Collected data:
※

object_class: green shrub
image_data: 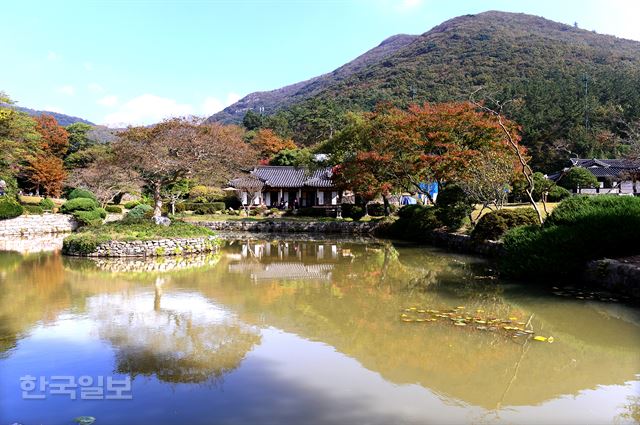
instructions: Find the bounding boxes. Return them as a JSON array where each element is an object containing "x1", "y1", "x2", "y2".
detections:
[
  {"x1": 22, "y1": 205, "x2": 44, "y2": 215},
  {"x1": 296, "y1": 207, "x2": 325, "y2": 217},
  {"x1": 39, "y1": 198, "x2": 56, "y2": 211},
  {"x1": 105, "y1": 205, "x2": 123, "y2": 213},
  {"x1": 472, "y1": 208, "x2": 539, "y2": 241},
  {"x1": 547, "y1": 185, "x2": 571, "y2": 202},
  {"x1": 341, "y1": 204, "x2": 365, "y2": 220},
  {"x1": 558, "y1": 168, "x2": 599, "y2": 191},
  {"x1": 60, "y1": 198, "x2": 98, "y2": 213},
  {"x1": 398, "y1": 204, "x2": 422, "y2": 218},
  {"x1": 385, "y1": 204, "x2": 442, "y2": 242},
  {"x1": 68, "y1": 188, "x2": 98, "y2": 202},
  {"x1": 123, "y1": 203, "x2": 154, "y2": 223},
  {"x1": 544, "y1": 195, "x2": 640, "y2": 227},
  {"x1": 96, "y1": 208, "x2": 107, "y2": 219},
  {"x1": 189, "y1": 185, "x2": 224, "y2": 202},
  {"x1": 435, "y1": 184, "x2": 473, "y2": 230},
  {"x1": 62, "y1": 233, "x2": 110, "y2": 255},
  {"x1": 190, "y1": 202, "x2": 226, "y2": 215},
  {"x1": 123, "y1": 200, "x2": 140, "y2": 209},
  {"x1": 0, "y1": 197, "x2": 24, "y2": 220},
  {"x1": 500, "y1": 196, "x2": 640, "y2": 278},
  {"x1": 72, "y1": 209, "x2": 104, "y2": 226}
]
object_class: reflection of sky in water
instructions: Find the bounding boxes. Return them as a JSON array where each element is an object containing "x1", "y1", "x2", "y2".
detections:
[{"x1": 1, "y1": 240, "x2": 639, "y2": 425}]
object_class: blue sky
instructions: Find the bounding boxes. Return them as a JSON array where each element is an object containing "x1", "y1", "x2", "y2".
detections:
[{"x1": 2, "y1": 0, "x2": 639, "y2": 127}]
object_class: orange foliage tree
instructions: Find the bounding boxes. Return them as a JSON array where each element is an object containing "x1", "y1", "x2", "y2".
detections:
[
  {"x1": 34, "y1": 114, "x2": 69, "y2": 158},
  {"x1": 24, "y1": 114, "x2": 69, "y2": 196},
  {"x1": 251, "y1": 128, "x2": 296, "y2": 160},
  {"x1": 25, "y1": 154, "x2": 66, "y2": 197},
  {"x1": 329, "y1": 103, "x2": 522, "y2": 213}
]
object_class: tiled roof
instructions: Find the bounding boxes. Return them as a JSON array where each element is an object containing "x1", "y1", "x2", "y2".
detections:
[
  {"x1": 571, "y1": 158, "x2": 640, "y2": 170},
  {"x1": 230, "y1": 166, "x2": 335, "y2": 189}
]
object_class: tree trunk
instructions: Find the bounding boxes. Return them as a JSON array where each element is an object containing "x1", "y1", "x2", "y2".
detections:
[
  {"x1": 382, "y1": 195, "x2": 391, "y2": 216},
  {"x1": 364, "y1": 201, "x2": 369, "y2": 217},
  {"x1": 153, "y1": 182, "x2": 163, "y2": 217},
  {"x1": 171, "y1": 200, "x2": 175, "y2": 216}
]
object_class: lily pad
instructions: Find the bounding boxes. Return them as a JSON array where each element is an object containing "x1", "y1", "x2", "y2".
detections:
[{"x1": 74, "y1": 417, "x2": 96, "y2": 425}]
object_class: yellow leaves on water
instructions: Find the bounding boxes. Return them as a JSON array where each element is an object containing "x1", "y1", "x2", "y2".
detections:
[{"x1": 399, "y1": 305, "x2": 556, "y2": 344}]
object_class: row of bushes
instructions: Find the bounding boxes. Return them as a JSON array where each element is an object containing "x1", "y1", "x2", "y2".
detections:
[
  {"x1": 60, "y1": 192, "x2": 106, "y2": 226},
  {"x1": 500, "y1": 196, "x2": 640, "y2": 279}
]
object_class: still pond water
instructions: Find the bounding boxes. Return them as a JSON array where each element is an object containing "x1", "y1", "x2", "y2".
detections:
[{"x1": 0, "y1": 235, "x2": 639, "y2": 425}]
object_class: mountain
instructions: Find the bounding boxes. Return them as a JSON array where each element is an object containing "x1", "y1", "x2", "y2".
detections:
[
  {"x1": 208, "y1": 11, "x2": 640, "y2": 170},
  {"x1": 6, "y1": 104, "x2": 94, "y2": 126},
  {"x1": 210, "y1": 33, "x2": 418, "y2": 122}
]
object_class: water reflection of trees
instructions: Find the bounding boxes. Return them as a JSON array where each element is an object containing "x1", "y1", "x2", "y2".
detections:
[
  {"x1": 94, "y1": 281, "x2": 261, "y2": 384},
  {"x1": 180, "y1": 240, "x2": 640, "y2": 409}
]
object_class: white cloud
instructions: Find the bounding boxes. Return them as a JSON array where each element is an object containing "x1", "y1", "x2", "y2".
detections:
[
  {"x1": 47, "y1": 51, "x2": 60, "y2": 61},
  {"x1": 201, "y1": 92, "x2": 242, "y2": 116},
  {"x1": 43, "y1": 105, "x2": 64, "y2": 113},
  {"x1": 398, "y1": 0, "x2": 422, "y2": 10},
  {"x1": 56, "y1": 85, "x2": 75, "y2": 96},
  {"x1": 102, "y1": 94, "x2": 194, "y2": 127},
  {"x1": 87, "y1": 83, "x2": 105, "y2": 94},
  {"x1": 97, "y1": 95, "x2": 118, "y2": 107}
]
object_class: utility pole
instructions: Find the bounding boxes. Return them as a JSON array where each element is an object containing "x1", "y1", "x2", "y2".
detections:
[{"x1": 583, "y1": 74, "x2": 589, "y2": 131}]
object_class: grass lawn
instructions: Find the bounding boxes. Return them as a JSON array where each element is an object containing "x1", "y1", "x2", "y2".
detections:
[
  {"x1": 470, "y1": 202, "x2": 560, "y2": 223},
  {"x1": 19, "y1": 195, "x2": 65, "y2": 206},
  {"x1": 63, "y1": 221, "x2": 216, "y2": 254}
]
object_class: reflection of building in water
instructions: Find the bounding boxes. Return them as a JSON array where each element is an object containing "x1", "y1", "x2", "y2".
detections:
[
  {"x1": 229, "y1": 262, "x2": 334, "y2": 281},
  {"x1": 228, "y1": 240, "x2": 340, "y2": 281}
]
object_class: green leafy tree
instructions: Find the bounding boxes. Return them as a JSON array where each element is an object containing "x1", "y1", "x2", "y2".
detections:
[{"x1": 558, "y1": 167, "x2": 599, "y2": 191}]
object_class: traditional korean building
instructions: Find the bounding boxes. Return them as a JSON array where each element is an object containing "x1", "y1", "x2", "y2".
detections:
[
  {"x1": 548, "y1": 158, "x2": 640, "y2": 195},
  {"x1": 229, "y1": 166, "x2": 341, "y2": 208}
]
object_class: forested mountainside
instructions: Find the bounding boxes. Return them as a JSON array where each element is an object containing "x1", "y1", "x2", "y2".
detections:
[{"x1": 209, "y1": 11, "x2": 640, "y2": 171}]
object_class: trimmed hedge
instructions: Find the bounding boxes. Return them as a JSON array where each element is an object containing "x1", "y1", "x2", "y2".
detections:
[
  {"x1": 341, "y1": 204, "x2": 365, "y2": 220},
  {"x1": 0, "y1": 197, "x2": 24, "y2": 220},
  {"x1": 123, "y1": 204, "x2": 154, "y2": 223},
  {"x1": 73, "y1": 209, "x2": 104, "y2": 227},
  {"x1": 123, "y1": 200, "x2": 140, "y2": 209},
  {"x1": 60, "y1": 198, "x2": 99, "y2": 213},
  {"x1": 22, "y1": 205, "x2": 44, "y2": 215},
  {"x1": 68, "y1": 188, "x2": 98, "y2": 202},
  {"x1": 500, "y1": 196, "x2": 640, "y2": 279},
  {"x1": 105, "y1": 205, "x2": 123, "y2": 213},
  {"x1": 471, "y1": 208, "x2": 539, "y2": 242},
  {"x1": 39, "y1": 198, "x2": 56, "y2": 211}
]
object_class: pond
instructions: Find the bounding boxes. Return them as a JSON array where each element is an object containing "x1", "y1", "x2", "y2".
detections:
[{"x1": 0, "y1": 235, "x2": 639, "y2": 424}]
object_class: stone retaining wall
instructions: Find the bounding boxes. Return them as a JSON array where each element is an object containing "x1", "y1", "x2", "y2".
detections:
[
  {"x1": 194, "y1": 220, "x2": 381, "y2": 234},
  {"x1": 64, "y1": 236, "x2": 219, "y2": 257},
  {"x1": 0, "y1": 214, "x2": 78, "y2": 236},
  {"x1": 584, "y1": 258, "x2": 640, "y2": 299}
]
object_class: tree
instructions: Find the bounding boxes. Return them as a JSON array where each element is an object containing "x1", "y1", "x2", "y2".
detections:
[
  {"x1": 242, "y1": 110, "x2": 263, "y2": 131},
  {"x1": 114, "y1": 118, "x2": 257, "y2": 217},
  {"x1": 250, "y1": 128, "x2": 296, "y2": 159},
  {"x1": 34, "y1": 114, "x2": 69, "y2": 158},
  {"x1": 163, "y1": 179, "x2": 191, "y2": 215},
  {"x1": 456, "y1": 149, "x2": 515, "y2": 221},
  {"x1": 558, "y1": 167, "x2": 599, "y2": 191},
  {"x1": 65, "y1": 122, "x2": 94, "y2": 155},
  {"x1": 0, "y1": 93, "x2": 41, "y2": 189},
  {"x1": 69, "y1": 152, "x2": 141, "y2": 207},
  {"x1": 25, "y1": 154, "x2": 66, "y2": 197},
  {"x1": 327, "y1": 102, "x2": 523, "y2": 214},
  {"x1": 269, "y1": 148, "x2": 312, "y2": 166}
]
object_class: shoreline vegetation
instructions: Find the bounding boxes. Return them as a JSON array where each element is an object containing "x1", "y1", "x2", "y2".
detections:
[{"x1": 62, "y1": 221, "x2": 216, "y2": 256}]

※

What is needed >> Can you repeat, word for word, every line above from the one containing "object_class: tiled roof" down to the one containing "object_class: yellow leaves on water", including both?

Exercise result >>
object_class: tiled roof
instructions: Find the bounding boxes. Return them as a JSON array where each element is an object containing "x1", "y1", "x2", "y2".
detections:
[
  {"x1": 571, "y1": 158, "x2": 640, "y2": 170},
  {"x1": 230, "y1": 166, "x2": 335, "y2": 189}
]
object_class: tree trunk
instructions: Find the bounding boxes. Return them as a JSON array where each element is an object containing "x1", "y1", "x2", "y2".
detections:
[
  {"x1": 382, "y1": 195, "x2": 391, "y2": 216},
  {"x1": 364, "y1": 201, "x2": 369, "y2": 217},
  {"x1": 153, "y1": 182, "x2": 163, "y2": 217},
  {"x1": 171, "y1": 200, "x2": 175, "y2": 216}
]
object_class: lily pad
instructions: Find the bounding boxes. Return them as a JSON array where each element is an object containing "x1", "y1", "x2", "y2".
detections:
[{"x1": 74, "y1": 417, "x2": 96, "y2": 425}]
object_class: yellow leaves on water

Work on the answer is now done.